▶ **Reading passage**:
#####

Financing

99 Problems and a landlord is one

Rental woes escalate as prices steepen.

First, famed New York City chef Wylie Dufresne announced he’s pulling the plug on his Lower East Side landmark wd~50 at the end of November. Then Danny Meyer, CEO of Union Square Hospitality Group, said he’s moving Union Square Cafe to an alternate location when his lease is up at the end of 2015. Why? Because neither can stay where they are and make money.

After 11 years in the same spot, developer Icon Realty Management plans to put up a new building on the site of wd~50. In an interview with the New York Times, Dufresne admitted that he wouldn’t be able to give customers the same experience if the restaurant were on a construction site. For Union Square Cafe, it came down to the dollars; Meyer is unwilling to pay the proposed rent increase, which Julian Hitchcock, a New York real-estate veteran, put at around $650,000 a year in an interview with Grub Street. This deal-breaking hike in rent is a similar tale told by many independent New York restaurateurs of late. Soup Burg on the Upper East Side, for example, says it closed its doors in June after 10 years in the same location, because the landlord wanted to raise rent exponentially.

#####

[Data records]
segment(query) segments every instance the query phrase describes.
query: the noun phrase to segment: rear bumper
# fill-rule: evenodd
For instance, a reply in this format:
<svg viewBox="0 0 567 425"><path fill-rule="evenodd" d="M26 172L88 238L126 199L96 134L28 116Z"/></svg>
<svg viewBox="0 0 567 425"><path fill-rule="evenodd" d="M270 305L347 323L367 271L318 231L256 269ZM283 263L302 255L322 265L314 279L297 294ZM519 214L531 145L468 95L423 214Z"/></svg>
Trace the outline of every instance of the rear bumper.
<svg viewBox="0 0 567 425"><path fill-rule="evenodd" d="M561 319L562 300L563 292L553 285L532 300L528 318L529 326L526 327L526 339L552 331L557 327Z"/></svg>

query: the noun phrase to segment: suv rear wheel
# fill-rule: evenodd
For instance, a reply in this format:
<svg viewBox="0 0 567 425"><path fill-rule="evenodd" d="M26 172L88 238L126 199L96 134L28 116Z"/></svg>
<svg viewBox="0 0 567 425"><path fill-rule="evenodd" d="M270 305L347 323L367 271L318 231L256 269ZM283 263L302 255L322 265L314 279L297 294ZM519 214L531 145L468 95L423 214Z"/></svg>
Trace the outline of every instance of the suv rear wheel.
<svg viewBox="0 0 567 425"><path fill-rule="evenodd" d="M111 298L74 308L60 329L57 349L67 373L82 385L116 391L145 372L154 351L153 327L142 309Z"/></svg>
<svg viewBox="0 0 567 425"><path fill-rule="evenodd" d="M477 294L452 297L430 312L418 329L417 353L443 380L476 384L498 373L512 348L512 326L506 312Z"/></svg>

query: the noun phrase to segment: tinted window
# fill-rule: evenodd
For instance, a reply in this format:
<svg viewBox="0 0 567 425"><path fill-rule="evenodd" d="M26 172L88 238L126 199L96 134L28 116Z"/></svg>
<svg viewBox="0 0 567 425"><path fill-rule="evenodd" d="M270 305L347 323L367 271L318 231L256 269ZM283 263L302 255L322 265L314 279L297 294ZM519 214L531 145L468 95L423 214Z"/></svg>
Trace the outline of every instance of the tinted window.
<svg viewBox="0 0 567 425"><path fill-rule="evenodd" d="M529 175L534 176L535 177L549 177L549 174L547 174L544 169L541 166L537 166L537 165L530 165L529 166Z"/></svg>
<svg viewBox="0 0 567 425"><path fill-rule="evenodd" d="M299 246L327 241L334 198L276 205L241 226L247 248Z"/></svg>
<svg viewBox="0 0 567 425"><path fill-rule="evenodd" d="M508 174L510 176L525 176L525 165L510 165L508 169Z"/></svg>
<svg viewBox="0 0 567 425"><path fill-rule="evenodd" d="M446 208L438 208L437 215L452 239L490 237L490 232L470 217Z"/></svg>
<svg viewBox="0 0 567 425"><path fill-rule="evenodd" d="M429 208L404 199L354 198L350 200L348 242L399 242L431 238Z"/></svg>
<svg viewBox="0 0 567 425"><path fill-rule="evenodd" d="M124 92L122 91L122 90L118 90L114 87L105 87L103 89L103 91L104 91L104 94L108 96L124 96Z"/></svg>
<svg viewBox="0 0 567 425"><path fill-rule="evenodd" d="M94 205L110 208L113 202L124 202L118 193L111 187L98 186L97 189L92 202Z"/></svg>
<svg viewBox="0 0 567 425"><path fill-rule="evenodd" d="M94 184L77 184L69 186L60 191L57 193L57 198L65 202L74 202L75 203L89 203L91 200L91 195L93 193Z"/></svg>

#####

Quote the stretch of the restaurant rent article from "After 11 years" through "raise rent exponentially.", word for word.

▶ **Response to the exercise**:
After 11 years in the same spot, developer Icon Realty Management plans to put up a new building on the site of wd~50. In an interview with the New York Times, Dufresne admitted that he wouldn’t be able to give customers the same experience if the restaurant were on a construction site. For Union Square Cafe, it came down to the dollars; Meyer is unwilling to pay the proposed rent increase, which Julian Hitchcock, a New York real-estate veteran, put at around $650,000 a year in an interview with Grub Street. This deal-breaking hike in rent is a similar tale told by many independent New York restaurateurs of late. Soup Burg on the Upper East Side, for example, says it closed its doors in June after 10 years in the same location, because the landlord wanted to raise rent exponentially.